■ ARTICLE:
--- start ---
Thursday, June 17, 2010

C.O.R. (Coefficient of Restitution) is a measurement of how lively the face can be before it is deemed illegal by the USGA.

What was the COR of the old wooded heads? What is the COR of a one piece stainless steel cast iron head today?

.830 is the legal COR limit meaning that a golf ball shot out of an Air Cannon at the face of a clubhead at 100mph cannot rebound back any faster then 83mph or it is deemed illegal. Now they have a CT test (Characteristic Time) which is just another way of measureing face flexture.

Wooden woods with their array of different plastic to paper fiber to metal face inserts and normal 1 piece stainless cast irons both have a COR in the area of 0.770

In the history and evolution of COR as a performance factor in head design, designers didn't really become aware of COR all that much until around 2 yrs after the very first titanium driver heads came out in the early to mid 90s. Actually the first reason companies began to use titanium to make their driver heads was to enable them to make the head size larger than had been possible with 17-4 stainless steel, not because of the COR capability from titanium's strength to modulus relationship.

Titanium has a much lower density than steel (4.5 g/cc vs 7.6 g/cc) so this enabled designers to push the size of the driver head larger. Size was a big factor in driver design back in 1993-94 because Callaway had started this trend with their original stainless Big Bertha. When BB came out, it pushed the size of a driver from 160cc to 200cc and triggered Cally's marketing campaign of "bigger is better".
--- end ---
■ PROVIDED RECORDS:
--- start ---
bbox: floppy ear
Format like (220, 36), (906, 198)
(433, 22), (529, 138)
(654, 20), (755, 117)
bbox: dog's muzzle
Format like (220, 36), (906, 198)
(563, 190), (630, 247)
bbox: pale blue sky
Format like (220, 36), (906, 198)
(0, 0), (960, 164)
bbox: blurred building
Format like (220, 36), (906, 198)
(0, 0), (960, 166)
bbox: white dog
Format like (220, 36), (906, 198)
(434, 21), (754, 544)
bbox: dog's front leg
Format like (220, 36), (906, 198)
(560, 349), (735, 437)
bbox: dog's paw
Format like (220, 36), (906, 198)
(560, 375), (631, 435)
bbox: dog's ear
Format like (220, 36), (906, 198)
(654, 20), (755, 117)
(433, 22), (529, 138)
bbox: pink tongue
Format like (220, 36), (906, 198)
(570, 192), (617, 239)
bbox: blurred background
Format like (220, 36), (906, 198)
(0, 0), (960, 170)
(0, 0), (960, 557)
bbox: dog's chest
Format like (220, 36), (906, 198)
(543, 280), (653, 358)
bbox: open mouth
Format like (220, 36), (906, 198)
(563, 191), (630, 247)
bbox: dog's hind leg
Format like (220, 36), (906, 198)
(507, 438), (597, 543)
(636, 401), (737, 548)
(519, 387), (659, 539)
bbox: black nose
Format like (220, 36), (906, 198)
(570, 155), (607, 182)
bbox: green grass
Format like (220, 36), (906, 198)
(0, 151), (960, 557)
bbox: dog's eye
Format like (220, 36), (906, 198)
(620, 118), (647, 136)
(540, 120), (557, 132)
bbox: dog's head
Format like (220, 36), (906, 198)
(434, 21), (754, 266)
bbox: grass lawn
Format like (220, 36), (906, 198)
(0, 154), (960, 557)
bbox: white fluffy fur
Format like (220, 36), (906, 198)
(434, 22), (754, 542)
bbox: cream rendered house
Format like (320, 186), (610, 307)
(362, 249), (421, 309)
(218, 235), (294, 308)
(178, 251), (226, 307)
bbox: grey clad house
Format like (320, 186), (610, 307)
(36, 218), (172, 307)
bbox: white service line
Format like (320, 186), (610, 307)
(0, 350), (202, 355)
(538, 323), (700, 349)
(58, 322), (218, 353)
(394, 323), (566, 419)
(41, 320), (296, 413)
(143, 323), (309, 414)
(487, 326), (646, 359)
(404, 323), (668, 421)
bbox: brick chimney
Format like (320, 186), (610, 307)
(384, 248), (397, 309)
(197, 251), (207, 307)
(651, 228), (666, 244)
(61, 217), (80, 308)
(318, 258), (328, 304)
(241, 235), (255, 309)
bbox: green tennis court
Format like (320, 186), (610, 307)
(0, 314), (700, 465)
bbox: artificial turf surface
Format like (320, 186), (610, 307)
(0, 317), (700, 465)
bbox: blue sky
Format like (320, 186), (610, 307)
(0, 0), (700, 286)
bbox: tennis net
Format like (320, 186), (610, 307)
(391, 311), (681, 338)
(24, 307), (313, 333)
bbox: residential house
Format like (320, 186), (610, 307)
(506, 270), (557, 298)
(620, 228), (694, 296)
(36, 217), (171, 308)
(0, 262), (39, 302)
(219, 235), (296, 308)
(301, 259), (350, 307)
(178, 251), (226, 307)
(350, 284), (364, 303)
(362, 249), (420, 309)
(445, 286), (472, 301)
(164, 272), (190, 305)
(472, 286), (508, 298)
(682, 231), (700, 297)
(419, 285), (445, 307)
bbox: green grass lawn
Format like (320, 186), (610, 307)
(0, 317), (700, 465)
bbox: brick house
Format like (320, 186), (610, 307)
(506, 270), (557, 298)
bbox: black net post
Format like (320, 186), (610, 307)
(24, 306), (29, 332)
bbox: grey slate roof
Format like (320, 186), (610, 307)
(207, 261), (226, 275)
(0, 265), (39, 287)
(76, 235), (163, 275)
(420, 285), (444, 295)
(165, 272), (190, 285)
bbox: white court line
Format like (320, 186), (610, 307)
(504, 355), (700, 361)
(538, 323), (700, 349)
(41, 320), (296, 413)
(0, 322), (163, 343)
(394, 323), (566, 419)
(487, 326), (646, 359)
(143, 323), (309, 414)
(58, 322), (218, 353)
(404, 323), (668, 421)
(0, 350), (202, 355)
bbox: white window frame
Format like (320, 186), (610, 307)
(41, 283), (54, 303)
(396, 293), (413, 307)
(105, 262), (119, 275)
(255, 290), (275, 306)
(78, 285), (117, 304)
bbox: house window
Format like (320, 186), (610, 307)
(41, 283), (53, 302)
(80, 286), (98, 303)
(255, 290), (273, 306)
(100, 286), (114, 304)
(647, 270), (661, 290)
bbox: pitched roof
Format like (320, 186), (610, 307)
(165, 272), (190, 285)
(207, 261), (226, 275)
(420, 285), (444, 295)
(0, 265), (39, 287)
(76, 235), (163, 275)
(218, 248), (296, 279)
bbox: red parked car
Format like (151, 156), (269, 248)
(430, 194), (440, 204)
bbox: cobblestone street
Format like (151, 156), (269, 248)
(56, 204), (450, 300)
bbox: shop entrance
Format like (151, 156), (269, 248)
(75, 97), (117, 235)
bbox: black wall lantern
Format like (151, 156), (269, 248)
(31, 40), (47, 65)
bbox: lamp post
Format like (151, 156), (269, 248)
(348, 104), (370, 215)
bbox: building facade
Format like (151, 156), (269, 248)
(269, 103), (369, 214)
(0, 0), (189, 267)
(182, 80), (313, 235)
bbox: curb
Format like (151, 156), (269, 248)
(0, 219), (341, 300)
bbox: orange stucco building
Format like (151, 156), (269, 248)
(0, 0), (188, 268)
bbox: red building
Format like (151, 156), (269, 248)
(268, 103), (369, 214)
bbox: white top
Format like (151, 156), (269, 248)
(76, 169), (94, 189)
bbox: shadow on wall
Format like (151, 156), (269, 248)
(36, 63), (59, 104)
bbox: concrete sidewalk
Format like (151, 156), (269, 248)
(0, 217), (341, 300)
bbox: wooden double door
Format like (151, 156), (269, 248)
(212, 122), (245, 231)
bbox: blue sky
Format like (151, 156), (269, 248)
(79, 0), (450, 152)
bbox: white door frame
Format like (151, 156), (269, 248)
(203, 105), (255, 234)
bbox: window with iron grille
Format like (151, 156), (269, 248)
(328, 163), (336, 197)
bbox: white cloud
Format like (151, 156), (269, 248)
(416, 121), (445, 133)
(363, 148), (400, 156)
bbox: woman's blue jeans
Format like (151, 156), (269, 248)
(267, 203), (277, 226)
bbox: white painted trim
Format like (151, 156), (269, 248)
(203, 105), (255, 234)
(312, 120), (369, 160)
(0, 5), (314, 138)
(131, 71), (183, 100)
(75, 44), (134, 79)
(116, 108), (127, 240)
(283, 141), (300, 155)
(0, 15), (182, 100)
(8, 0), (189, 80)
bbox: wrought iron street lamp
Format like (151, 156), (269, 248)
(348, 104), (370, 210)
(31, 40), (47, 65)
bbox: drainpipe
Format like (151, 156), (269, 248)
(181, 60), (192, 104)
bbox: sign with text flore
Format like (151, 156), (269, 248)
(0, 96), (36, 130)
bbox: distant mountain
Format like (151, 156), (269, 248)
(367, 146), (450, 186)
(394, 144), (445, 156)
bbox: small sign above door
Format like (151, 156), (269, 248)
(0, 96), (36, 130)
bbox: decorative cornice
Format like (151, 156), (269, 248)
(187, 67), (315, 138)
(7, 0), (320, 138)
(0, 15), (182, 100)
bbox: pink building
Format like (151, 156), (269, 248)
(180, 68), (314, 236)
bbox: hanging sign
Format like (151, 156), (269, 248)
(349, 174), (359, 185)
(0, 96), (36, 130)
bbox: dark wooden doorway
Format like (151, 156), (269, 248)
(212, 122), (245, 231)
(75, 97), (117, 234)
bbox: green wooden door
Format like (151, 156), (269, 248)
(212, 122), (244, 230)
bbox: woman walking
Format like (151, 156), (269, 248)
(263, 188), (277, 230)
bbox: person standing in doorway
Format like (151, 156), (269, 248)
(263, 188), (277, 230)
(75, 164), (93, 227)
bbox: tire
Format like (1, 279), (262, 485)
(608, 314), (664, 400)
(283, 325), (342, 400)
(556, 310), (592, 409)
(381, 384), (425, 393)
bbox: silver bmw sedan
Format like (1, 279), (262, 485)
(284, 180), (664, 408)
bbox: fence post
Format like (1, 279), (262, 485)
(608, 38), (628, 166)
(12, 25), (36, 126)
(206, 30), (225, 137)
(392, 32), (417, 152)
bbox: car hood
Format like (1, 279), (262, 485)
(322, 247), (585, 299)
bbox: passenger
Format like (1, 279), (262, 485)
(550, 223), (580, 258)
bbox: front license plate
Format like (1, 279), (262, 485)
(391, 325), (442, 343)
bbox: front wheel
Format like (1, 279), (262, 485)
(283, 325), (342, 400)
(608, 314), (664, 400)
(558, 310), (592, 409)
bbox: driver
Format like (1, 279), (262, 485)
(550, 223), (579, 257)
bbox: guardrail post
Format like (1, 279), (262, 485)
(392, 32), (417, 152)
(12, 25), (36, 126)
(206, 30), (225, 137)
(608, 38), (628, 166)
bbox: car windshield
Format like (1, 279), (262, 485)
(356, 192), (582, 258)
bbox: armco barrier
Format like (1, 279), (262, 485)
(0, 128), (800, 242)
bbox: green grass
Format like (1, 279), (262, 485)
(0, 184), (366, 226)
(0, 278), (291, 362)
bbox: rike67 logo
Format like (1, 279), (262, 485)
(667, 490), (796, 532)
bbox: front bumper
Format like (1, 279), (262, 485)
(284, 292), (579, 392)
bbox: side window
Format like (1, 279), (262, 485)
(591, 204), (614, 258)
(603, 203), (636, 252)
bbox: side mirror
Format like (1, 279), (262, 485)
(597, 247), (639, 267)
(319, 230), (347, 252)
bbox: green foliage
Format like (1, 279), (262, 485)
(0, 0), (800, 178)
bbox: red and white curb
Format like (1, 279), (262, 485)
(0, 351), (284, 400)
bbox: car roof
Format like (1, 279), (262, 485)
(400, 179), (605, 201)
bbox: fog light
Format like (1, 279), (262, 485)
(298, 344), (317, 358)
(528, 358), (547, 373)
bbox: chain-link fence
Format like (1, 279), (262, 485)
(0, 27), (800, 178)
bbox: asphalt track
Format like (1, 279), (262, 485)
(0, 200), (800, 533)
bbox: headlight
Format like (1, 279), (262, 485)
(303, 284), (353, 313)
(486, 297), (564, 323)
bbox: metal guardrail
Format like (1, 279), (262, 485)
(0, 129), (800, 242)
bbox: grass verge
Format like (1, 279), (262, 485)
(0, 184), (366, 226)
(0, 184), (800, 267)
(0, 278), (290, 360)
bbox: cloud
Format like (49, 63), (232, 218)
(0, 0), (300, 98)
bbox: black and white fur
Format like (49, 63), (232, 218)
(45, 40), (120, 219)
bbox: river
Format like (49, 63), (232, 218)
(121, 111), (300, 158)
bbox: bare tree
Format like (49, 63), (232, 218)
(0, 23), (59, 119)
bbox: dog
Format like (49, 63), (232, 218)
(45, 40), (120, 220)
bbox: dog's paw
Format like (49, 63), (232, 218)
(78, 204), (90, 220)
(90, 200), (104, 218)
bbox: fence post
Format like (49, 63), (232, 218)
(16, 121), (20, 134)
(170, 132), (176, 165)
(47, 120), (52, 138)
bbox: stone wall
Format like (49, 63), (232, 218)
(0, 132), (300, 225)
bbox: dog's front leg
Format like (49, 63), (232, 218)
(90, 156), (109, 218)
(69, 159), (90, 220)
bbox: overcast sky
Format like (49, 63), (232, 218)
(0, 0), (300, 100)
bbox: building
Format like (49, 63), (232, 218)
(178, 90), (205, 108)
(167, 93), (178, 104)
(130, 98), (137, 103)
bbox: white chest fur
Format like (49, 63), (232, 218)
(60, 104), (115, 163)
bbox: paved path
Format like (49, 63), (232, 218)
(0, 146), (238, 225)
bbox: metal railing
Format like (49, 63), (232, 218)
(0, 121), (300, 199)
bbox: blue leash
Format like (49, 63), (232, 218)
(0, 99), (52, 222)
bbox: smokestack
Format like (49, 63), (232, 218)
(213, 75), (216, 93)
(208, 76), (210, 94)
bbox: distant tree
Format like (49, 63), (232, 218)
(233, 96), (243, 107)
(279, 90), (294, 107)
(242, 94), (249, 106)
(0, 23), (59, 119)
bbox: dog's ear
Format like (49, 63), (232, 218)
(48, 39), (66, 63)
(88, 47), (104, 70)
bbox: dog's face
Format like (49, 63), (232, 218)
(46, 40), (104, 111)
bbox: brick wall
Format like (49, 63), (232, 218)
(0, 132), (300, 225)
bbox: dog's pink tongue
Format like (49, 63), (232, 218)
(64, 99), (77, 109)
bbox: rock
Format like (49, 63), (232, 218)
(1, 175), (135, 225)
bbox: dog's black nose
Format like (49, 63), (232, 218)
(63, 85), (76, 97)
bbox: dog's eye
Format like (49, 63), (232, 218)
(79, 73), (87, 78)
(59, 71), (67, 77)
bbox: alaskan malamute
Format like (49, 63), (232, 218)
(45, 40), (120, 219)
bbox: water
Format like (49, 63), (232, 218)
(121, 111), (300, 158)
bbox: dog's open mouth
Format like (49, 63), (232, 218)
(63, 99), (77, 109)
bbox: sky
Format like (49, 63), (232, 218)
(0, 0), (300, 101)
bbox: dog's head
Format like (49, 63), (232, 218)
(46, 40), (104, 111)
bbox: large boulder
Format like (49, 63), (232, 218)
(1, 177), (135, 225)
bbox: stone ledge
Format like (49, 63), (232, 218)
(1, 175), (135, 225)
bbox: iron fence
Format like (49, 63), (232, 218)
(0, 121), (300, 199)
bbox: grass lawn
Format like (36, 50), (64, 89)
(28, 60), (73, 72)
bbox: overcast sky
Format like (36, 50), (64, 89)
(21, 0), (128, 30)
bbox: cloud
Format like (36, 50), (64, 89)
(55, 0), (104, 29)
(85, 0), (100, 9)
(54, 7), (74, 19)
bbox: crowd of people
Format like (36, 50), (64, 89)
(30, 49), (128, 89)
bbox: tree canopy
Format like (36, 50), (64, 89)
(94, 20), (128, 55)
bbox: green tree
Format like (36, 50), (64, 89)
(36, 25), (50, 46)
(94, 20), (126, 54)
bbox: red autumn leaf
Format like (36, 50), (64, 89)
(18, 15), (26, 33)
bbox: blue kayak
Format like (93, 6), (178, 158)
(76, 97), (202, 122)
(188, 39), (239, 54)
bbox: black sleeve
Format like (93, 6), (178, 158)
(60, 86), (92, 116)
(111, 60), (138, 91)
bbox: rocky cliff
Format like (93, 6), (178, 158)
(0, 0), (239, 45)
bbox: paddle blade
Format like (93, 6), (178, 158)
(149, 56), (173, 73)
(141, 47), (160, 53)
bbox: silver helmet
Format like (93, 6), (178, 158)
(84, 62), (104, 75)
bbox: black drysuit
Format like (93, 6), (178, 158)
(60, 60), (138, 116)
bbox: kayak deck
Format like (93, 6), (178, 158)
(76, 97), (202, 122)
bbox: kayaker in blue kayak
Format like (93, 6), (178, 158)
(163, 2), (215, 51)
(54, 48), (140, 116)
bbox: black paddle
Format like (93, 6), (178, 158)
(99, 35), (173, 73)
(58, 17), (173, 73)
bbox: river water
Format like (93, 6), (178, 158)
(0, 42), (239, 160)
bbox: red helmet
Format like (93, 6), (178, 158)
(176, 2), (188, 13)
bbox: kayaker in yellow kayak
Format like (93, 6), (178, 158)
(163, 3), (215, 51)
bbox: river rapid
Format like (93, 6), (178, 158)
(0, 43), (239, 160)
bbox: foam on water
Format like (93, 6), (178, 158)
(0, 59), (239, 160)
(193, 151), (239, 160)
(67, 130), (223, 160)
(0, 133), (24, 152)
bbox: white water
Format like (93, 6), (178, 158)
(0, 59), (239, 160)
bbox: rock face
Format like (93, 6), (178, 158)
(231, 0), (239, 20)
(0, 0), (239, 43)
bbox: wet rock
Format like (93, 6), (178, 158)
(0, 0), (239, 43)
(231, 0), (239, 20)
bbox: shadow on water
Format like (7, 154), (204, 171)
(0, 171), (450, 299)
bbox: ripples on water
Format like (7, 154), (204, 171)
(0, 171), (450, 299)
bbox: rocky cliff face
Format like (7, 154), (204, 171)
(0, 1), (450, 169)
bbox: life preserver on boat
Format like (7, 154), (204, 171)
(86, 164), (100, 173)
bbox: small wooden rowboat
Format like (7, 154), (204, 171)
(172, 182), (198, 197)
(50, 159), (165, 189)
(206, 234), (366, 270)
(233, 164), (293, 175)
--- end ---
■ TASKS TO CARRY OUT:
A. According to the article on COR, why did companies first begin using titanium for their driver heads?
B. In the article on COR, rewrite the passage starting with "C.O.R. (Coefficient of" and going on through "iron head today?", substituting "springy" for "lively".

■ SOLUTION SET:
A. They used it to make the driver head larger than had been possible with 17-4 stainless steel.

B.
C.O.R. (Coefficient of Restitution) is a measurement of how springy the face can be before it is deemed illegal by the USGA.

What was the COR of the old wooded heads? What is the COR of a one piece stainless steel cast iron head today?